SHORT TASK: Copy word for word the lines from the one containing "grain texture --all-instances" through the one containing "228), (21, 228)]]", including both of those lines.

DATA SUPPLIED:
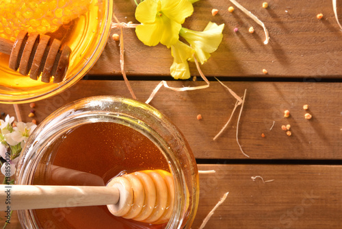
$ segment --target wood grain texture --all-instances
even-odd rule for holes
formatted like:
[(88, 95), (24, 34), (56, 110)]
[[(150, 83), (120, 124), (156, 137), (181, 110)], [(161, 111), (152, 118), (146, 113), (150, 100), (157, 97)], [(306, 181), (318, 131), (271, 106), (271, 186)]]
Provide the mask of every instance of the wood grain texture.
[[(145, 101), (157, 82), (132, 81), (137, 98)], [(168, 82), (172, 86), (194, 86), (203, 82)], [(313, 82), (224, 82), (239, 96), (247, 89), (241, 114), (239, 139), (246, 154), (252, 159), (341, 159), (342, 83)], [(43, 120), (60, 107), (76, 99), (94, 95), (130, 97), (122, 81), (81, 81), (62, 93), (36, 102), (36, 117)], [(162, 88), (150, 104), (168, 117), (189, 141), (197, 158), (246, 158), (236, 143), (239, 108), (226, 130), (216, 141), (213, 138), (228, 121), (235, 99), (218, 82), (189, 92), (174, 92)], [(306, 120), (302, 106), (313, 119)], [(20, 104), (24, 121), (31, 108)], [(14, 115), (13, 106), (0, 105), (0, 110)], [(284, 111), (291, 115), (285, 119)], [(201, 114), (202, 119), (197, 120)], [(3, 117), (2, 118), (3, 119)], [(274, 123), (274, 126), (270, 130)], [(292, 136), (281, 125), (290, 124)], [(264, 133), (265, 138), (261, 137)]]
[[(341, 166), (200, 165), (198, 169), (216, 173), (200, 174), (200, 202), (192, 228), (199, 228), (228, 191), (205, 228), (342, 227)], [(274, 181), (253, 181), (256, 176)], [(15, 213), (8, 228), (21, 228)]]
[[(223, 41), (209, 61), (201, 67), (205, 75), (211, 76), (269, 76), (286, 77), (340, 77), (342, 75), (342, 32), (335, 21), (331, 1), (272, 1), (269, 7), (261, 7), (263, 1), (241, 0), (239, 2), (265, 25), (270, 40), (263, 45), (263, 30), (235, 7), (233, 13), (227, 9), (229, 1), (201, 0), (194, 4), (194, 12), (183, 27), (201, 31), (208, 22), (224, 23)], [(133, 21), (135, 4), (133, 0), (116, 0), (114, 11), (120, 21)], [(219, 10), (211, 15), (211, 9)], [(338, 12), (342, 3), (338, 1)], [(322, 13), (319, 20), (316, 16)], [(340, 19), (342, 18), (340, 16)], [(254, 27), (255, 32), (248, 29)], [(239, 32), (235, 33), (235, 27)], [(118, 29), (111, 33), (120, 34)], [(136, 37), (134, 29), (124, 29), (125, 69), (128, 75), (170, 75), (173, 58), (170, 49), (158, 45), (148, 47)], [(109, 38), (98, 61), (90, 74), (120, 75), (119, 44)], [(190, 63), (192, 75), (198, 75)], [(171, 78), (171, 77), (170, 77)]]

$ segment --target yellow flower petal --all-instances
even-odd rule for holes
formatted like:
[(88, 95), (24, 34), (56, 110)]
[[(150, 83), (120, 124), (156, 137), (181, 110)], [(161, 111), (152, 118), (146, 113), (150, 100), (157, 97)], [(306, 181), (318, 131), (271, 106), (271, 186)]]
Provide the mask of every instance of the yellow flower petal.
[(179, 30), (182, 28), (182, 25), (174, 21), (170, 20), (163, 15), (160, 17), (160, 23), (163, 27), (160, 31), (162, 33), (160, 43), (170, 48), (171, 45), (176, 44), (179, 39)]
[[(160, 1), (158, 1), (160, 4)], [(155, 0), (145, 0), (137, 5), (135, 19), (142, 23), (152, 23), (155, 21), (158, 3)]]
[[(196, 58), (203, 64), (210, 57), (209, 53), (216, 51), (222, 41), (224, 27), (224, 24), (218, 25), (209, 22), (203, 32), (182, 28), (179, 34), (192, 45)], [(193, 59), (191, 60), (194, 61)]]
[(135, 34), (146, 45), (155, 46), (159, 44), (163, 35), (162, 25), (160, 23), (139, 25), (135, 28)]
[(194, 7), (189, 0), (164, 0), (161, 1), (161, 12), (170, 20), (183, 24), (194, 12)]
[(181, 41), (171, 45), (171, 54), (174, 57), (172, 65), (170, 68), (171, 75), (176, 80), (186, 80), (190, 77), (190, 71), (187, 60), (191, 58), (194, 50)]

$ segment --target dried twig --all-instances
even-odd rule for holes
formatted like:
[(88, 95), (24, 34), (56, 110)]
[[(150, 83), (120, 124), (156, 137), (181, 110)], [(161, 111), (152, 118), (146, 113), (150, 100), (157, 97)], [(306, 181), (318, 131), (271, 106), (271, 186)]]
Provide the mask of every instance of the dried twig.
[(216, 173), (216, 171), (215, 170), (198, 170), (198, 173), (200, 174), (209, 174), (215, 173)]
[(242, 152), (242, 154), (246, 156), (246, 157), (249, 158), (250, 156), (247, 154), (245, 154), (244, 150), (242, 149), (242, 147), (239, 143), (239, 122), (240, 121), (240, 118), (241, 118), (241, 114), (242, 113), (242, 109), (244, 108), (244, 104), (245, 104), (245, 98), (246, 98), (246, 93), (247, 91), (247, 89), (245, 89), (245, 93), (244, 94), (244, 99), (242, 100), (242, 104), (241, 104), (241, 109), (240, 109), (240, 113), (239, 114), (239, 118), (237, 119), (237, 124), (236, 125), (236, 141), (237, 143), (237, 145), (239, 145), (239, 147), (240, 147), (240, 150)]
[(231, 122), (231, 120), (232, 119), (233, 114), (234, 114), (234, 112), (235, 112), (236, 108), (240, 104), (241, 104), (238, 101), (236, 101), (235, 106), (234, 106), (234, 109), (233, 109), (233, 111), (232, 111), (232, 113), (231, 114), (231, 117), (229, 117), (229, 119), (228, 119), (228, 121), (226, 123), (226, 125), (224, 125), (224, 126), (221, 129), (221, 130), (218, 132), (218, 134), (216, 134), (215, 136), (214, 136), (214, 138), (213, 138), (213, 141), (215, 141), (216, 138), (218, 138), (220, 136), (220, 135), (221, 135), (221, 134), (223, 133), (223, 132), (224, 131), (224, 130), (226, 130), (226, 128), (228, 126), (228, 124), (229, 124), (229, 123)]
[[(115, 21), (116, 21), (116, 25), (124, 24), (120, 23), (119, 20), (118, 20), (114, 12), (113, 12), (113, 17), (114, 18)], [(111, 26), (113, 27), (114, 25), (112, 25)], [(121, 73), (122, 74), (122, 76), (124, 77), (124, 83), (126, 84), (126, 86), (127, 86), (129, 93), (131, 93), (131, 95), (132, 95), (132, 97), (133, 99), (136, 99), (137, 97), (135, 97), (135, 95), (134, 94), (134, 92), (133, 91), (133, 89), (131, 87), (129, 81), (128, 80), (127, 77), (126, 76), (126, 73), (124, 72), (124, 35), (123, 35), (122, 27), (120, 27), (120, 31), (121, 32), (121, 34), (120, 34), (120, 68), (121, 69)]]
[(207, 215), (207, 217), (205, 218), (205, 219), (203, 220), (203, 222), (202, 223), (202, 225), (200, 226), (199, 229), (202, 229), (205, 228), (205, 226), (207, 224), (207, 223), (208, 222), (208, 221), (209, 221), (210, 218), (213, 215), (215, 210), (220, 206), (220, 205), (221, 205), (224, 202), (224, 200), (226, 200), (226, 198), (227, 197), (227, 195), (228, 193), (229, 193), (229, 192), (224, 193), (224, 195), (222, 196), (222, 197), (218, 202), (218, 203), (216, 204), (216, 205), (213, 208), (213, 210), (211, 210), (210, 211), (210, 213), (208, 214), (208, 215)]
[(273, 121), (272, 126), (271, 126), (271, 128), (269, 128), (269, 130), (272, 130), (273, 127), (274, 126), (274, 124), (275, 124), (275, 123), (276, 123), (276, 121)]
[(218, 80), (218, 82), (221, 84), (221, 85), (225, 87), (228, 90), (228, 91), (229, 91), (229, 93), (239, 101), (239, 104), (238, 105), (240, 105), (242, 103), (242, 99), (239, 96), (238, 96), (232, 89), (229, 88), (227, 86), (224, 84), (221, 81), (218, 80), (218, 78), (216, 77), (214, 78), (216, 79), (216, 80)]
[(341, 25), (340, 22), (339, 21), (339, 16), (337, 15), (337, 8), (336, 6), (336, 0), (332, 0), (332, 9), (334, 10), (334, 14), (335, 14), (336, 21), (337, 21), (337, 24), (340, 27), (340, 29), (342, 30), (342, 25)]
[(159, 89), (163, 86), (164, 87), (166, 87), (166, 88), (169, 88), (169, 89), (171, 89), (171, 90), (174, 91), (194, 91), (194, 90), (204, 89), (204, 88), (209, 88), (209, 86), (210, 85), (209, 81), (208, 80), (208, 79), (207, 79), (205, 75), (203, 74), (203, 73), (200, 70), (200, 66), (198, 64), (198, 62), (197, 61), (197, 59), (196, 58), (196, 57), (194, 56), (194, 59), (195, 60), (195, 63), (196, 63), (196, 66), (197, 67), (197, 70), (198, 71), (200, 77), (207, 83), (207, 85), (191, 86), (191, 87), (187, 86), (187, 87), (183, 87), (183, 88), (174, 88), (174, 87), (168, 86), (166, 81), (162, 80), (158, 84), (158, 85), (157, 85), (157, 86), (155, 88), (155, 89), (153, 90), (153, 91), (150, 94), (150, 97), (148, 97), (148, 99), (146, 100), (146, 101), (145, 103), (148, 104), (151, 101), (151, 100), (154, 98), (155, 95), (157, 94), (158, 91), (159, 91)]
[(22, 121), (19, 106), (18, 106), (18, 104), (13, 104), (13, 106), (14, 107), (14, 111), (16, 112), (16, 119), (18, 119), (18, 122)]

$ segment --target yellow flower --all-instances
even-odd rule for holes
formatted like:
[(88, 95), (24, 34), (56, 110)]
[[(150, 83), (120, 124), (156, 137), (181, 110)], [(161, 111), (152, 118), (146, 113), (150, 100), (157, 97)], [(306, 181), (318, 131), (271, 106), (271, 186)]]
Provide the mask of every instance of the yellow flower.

---

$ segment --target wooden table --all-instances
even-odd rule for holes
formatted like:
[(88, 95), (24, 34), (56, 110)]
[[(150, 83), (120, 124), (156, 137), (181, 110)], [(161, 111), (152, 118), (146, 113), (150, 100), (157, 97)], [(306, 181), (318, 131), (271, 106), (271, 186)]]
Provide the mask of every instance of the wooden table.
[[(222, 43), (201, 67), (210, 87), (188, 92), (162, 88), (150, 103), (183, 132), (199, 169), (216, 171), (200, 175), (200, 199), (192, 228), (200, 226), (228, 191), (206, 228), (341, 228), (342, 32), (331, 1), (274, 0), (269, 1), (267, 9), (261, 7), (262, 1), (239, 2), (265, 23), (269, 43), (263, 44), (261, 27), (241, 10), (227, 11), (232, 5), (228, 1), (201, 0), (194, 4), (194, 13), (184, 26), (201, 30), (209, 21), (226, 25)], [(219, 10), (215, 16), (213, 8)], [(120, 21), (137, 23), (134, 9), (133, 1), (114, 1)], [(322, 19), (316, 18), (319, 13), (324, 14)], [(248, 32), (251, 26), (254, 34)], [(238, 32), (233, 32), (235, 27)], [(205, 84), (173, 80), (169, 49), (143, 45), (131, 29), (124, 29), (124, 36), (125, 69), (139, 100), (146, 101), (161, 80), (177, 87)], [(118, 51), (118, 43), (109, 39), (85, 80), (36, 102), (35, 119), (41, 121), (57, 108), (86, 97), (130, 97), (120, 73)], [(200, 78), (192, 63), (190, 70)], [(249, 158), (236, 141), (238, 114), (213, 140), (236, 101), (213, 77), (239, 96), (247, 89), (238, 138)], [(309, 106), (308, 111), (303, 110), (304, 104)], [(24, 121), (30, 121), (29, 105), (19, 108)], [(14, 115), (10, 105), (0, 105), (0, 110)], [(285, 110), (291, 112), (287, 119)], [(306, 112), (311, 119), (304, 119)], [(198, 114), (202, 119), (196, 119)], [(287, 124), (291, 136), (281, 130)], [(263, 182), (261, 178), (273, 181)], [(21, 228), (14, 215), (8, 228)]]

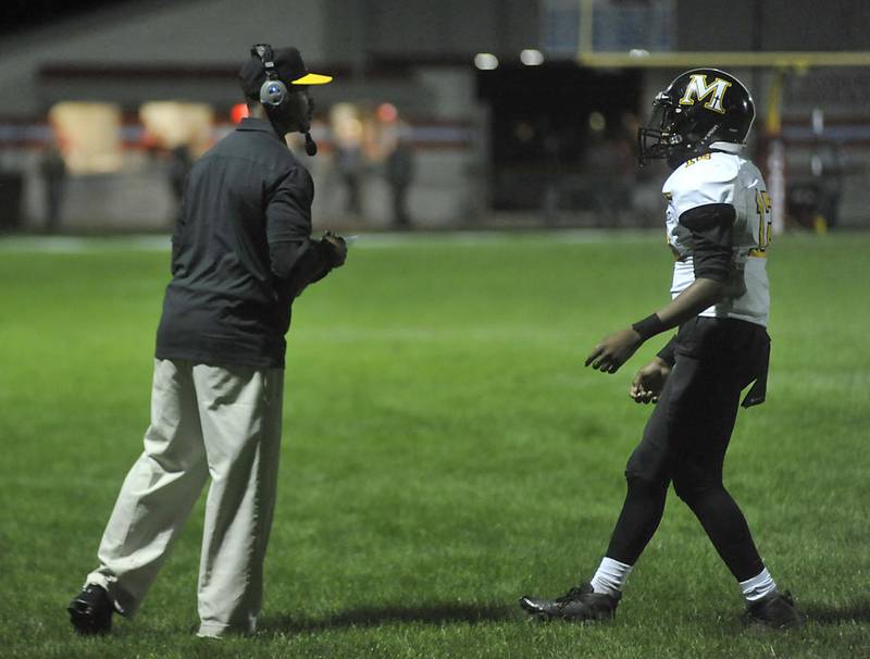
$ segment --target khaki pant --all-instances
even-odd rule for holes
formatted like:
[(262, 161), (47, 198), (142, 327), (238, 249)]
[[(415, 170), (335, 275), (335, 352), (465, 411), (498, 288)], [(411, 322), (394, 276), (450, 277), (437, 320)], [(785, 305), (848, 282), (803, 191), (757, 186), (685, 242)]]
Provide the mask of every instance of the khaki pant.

--

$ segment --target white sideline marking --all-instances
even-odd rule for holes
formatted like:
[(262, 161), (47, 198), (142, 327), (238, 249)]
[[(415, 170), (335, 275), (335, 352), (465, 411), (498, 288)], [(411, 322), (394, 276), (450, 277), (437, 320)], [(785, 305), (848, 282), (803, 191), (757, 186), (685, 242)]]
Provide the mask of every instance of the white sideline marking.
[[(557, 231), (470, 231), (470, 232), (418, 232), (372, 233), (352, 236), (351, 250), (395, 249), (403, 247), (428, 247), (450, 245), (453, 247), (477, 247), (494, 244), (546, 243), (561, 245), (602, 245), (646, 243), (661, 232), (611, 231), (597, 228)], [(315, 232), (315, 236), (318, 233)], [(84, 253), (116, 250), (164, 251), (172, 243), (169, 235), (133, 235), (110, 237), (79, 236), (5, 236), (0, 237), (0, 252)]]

SOLUTION:
$ segment --target wood grain texture --all-instances
even-odd rule for holes
formatted like:
[(88, 95), (24, 34), (56, 110)]
[[(150, 83), (120, 124), (156, 137), (181, 110)], [(161, 111), (152, 118), (146, 113), (150, 100), (157, 97)], [(306, 181), (318, 131), (271, 106), (271, 186)]]
Provide the mask of every instance of the wood grain texture.
[[(145, 101), (157, 82), (132, 81), (137, 98)], [(168, 82), (172, 86), (194, 86), (203, 82)], [(313, 82), (224, 82), (239, 96), (247, 89), (241, 114), (239, 139), (246, 154), (252, 159), (341, 159), (342, 83)], [(43, 120), (60, 107), (76, 99), (94, 95), (130, 97), (122, 81), (81, 81), (62, 93), (36, 102), (36, 117)], [(162, 88), (150, 104), (168, 117), (189, 141), (197, 158), (246, 158), (236, 143), (239, 108), (226, 130), (216, 141), (213, 138), (228, 121), (235, 99), (218, 82), (189, 92), (174, 92)], [(306, 120), (302, 106), (313, 119)], [(20, 104), (24, 121), (31, 108)], [(14, 115), (13, 106), (0, 105), (0, 110)], [(284, 111), (291, 115), (285, 119)], [(201, 114), (202, 119), (197, 120)], [(3, 117), (2, 118), (3, 119)], [(274, 123), (274, 126), (270, 130)], [(292, 136), (281, 125), (290, 124)], [(264, 133), (265, 138), (261, 137)]]
[[(341, 166), (200, 165), (198, 169), (216, 173), (200, 174), (200, 202), (192, 228), (199, 228), (228, 191), (205, 228), (342, 227)], [(274, 181), (253, 181), (256, 176)], [(15, 213), (8, 228), (21, 228)]]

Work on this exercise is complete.